◆ To-do list:
A: According to the poker notes, why may a player holding AA or KK make only a minimum raise before the flop?
B: Write a continuation of the poker notes, beginning after their final line.

◆ Extract to read:
Monday, November 21, 2005

Open the kimono

I told everyone that I would share some of my memory mneumonics that I use to classify players at the table. I will be playing O8B all this week, so I thought this would be a good time for this...

Memory Mnemonics for holdings

FIRST a recap of "simple-solid":
Pre-Flop [remember the GAP concept after level 2]
AA, KK : Can min raise to keep field (2.5x-3x)
QQ, JJ, TT: raise for value, not to reduce field (3x)
AK, AQs, AJs, KQs: Must raise to reduce field. (3x-3.5x)
99, KTs, QJs, KJs, ATs, AQo, JTs : FTAraise (3x), call any <5xBB raise (& <5% of stack)
Suited connector (56s+), Suited 1 gap >7, pocket pair, ATs, A9s, A8s : play with position (or anytime in PL) for <5% of stack
2 gap or 3 gap, suited ace or King, 2 face : <3xBB raise or FTA raise 3xBB, in LP

Flop (what are they calling with?)
Continuation bet if you were FTA raiser, you are FTA now, and there are 2- opponents (monster or big draw can check-raise)
Probe bet (¼ pot) vs. ½ pot bet (only make these two bets)

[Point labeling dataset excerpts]

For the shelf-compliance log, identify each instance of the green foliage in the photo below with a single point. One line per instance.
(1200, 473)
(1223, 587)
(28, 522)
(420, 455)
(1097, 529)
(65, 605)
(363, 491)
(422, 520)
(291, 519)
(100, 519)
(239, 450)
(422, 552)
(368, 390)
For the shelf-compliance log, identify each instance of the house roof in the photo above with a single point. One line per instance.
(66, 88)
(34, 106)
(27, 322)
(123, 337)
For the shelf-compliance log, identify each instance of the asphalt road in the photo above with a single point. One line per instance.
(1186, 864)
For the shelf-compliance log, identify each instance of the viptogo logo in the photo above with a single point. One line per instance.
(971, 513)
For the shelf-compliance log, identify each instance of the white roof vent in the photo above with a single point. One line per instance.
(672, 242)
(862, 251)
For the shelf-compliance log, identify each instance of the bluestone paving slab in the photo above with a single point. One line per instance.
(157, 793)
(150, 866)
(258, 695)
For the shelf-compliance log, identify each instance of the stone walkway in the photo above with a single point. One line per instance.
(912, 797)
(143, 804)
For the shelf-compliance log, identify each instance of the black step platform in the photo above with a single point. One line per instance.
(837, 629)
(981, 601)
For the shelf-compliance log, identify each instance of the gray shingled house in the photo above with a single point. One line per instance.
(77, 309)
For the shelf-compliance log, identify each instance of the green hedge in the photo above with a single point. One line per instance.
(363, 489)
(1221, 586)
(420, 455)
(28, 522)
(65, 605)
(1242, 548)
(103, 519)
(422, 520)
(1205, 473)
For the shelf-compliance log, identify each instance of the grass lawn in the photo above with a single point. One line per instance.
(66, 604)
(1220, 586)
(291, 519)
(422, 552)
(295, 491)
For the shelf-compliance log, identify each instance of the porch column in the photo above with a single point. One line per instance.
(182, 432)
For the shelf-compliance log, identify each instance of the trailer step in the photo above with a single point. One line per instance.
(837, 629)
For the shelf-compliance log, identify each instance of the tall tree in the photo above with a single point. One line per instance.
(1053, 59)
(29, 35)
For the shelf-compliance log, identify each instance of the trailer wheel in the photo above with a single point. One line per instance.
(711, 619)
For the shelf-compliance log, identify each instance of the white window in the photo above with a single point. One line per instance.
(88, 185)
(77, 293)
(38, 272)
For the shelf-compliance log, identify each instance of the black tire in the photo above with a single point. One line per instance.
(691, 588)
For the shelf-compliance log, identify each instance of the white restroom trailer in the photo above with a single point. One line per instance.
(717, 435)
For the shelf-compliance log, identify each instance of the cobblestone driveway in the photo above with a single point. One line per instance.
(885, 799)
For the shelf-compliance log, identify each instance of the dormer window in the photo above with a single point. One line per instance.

◆ Answers to the tasks:
A: With AA or KK, a minimum raise of about 2.5 to 3 times is suggested in order to keep the field. This differs from hands such as AK, AQs, AJs, and KQs, which must be raised to reduce the field.

B:
Post Flop bets based on number of opponents (2-), table dynamic (tight), current image(not loose), and position(LP), stack size.

Turn (watch pot size, apply pressure or get out)
Raise at least ½ the pot if the player makes the same turn bet as the flop bet (shows weakness or inexperience).
FTA Bet or Call probe bets with any draw (top pair w/bad kicker, pair with over-card, middle pair with draw)
FTA Bet or Raise probe bet 2x with top pair w/good kicker, two pair
FTA Bet (just under ½ pot) or Re-Raise (his bet size) any action with a monster hand (set, open draw, flush draw, trips)

OK. Like Phil Helmuth has his base “animal” categorization system, I too have a system for remembering how a player will play certain hands. I have adopted the chopsocky system.

Similar, but more intricate than the animal system, it associates silly kung fu moves (colorfully named after wacky, improbable animal actions such as “snake in the eagle’s claw” or “tiger dancing drunk”) with players to help remember how a player will react in a given situation or how they play hands.

This allows me to associate MOVES with a player instead of your typical (rock, tight/weak, LAG, tight/aggressive) categories of play-styles. The nice thing about this method is that you can make up new ones on the fly and add them to your list.

Here are my list (a work in progress) or basic types: The animals are based on Chinese folklore attributes, not “Anglo” ones. I also referenced the 4 elements just for those of you who know this folklore.

Animals themselves (starting requirements and play-styles)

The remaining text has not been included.